━━━━━ ISI DATASET ━━━━━

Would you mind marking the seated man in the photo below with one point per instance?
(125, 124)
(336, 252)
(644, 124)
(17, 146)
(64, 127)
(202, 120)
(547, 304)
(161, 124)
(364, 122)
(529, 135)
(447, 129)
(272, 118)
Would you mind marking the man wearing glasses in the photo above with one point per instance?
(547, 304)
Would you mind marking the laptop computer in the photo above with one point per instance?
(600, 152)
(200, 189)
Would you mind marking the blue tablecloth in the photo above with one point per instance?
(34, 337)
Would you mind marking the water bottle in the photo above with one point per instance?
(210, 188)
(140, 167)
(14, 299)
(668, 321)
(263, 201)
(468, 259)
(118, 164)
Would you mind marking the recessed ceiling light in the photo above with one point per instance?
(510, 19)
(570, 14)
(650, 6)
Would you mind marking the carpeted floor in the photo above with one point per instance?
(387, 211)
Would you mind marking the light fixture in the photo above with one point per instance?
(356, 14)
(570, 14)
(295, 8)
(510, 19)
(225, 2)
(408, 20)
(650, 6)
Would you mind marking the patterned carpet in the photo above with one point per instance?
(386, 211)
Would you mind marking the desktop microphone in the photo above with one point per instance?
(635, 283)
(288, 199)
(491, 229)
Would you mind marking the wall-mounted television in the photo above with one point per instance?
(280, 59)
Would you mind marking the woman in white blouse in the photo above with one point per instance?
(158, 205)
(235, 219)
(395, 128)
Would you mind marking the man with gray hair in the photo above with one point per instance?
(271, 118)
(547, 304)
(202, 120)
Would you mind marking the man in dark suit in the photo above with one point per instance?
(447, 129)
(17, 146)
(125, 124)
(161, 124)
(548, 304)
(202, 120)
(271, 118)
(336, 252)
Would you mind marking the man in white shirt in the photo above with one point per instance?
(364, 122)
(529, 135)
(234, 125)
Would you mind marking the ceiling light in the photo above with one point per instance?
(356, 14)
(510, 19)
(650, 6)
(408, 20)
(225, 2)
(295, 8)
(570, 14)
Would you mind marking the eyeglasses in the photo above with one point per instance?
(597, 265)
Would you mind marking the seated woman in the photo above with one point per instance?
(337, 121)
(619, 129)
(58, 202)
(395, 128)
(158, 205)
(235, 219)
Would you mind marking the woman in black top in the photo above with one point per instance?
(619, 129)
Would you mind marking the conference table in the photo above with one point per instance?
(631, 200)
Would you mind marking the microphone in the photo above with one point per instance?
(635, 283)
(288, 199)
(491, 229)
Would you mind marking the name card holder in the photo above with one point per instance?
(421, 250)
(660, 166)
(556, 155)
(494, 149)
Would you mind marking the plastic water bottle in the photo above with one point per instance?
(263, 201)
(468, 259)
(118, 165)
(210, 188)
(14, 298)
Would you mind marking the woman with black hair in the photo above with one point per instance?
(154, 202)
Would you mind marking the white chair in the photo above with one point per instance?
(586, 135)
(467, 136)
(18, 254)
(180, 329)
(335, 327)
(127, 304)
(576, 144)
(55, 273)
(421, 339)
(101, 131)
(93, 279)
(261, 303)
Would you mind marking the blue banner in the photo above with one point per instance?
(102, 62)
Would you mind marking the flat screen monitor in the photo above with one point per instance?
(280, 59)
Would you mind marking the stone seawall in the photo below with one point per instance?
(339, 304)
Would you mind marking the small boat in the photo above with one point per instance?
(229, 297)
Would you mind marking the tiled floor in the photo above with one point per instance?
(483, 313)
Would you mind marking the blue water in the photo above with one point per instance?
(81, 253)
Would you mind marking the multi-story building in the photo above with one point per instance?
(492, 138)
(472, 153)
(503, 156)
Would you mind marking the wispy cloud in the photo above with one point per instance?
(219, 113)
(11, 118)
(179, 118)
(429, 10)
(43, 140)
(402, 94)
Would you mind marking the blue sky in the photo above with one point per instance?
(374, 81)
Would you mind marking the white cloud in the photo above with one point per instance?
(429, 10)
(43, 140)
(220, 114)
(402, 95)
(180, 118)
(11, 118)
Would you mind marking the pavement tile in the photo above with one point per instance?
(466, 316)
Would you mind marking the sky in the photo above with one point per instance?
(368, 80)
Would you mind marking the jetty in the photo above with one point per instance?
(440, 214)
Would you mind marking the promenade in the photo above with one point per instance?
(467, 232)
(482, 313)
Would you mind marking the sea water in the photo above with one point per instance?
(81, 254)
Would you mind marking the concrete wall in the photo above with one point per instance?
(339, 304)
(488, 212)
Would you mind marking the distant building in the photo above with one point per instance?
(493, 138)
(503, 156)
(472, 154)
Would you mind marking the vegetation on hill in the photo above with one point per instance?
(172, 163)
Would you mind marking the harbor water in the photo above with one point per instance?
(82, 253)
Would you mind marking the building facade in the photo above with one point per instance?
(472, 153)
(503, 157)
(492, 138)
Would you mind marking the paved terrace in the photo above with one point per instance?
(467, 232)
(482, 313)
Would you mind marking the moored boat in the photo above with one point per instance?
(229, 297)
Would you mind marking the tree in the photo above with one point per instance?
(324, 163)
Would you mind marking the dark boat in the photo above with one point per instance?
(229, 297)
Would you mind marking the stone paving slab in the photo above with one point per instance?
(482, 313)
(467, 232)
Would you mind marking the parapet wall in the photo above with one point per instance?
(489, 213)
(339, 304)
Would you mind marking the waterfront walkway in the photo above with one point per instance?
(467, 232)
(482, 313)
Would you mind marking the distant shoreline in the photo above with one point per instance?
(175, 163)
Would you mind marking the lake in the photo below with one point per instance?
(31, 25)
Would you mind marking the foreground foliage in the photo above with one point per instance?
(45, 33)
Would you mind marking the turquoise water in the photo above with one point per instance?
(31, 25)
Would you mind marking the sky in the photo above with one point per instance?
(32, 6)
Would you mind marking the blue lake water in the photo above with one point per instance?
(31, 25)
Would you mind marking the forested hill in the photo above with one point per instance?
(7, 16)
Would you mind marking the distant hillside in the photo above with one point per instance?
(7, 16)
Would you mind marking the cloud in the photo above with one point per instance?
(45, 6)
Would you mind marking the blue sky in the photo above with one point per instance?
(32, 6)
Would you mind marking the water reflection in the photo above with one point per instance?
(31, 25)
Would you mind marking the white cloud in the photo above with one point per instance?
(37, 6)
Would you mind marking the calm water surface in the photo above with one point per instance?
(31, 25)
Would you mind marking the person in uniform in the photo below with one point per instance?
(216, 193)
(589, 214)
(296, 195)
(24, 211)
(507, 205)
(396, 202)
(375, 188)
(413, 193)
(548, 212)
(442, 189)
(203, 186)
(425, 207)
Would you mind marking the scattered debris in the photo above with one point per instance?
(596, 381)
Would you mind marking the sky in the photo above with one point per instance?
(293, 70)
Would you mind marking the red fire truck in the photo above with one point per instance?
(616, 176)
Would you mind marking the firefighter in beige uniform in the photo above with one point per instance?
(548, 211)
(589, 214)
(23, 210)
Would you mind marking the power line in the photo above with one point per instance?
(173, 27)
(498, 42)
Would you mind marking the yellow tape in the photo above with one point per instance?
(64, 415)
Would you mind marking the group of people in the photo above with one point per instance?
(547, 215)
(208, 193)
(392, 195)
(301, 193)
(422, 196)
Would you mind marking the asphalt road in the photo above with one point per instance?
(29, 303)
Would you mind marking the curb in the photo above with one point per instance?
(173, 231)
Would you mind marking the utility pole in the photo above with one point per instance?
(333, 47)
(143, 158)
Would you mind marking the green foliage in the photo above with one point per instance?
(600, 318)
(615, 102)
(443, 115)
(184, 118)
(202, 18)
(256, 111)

━━━━━

YANG HARUS DILAKUKAN -> Sajikan materi dari baris yang memuat "Would you mind marking the group" sampai akhir materi, termasuk kedua ujungnya, sebagai CSV dua kolom bernama kueri dan hasil. Satu baris dibuat untuk setiap kueri, dengan teksnya di kolom kueri dan jawabannya di kolom hasil, masing-masing dalam satu bidang bertanda kutip dan setiap jeda baris diganti spasi.

HASIL ->
kueri,hasil
"Would you mind marking the group of people in the photo above with one point per instance?","(547, 215) (208, 193) (392, 195) (301, 193) (422, 196)"
"Would you mind marking the asphalt road in the photo above with one point per instance?","(29, 303)"
"Would you mind marking the curb in the photo above with one point per instance?","(173, 231)"
"Would you mind marking the utility pole in the photo above with one point per instance?","(333, 47) (143, 158)"
"Would you mind marking the green foliage in the photo above with one point per instance?","(600, 318) (615, 102) (443, 115) (184, 118) (202, 18) (256, 111)"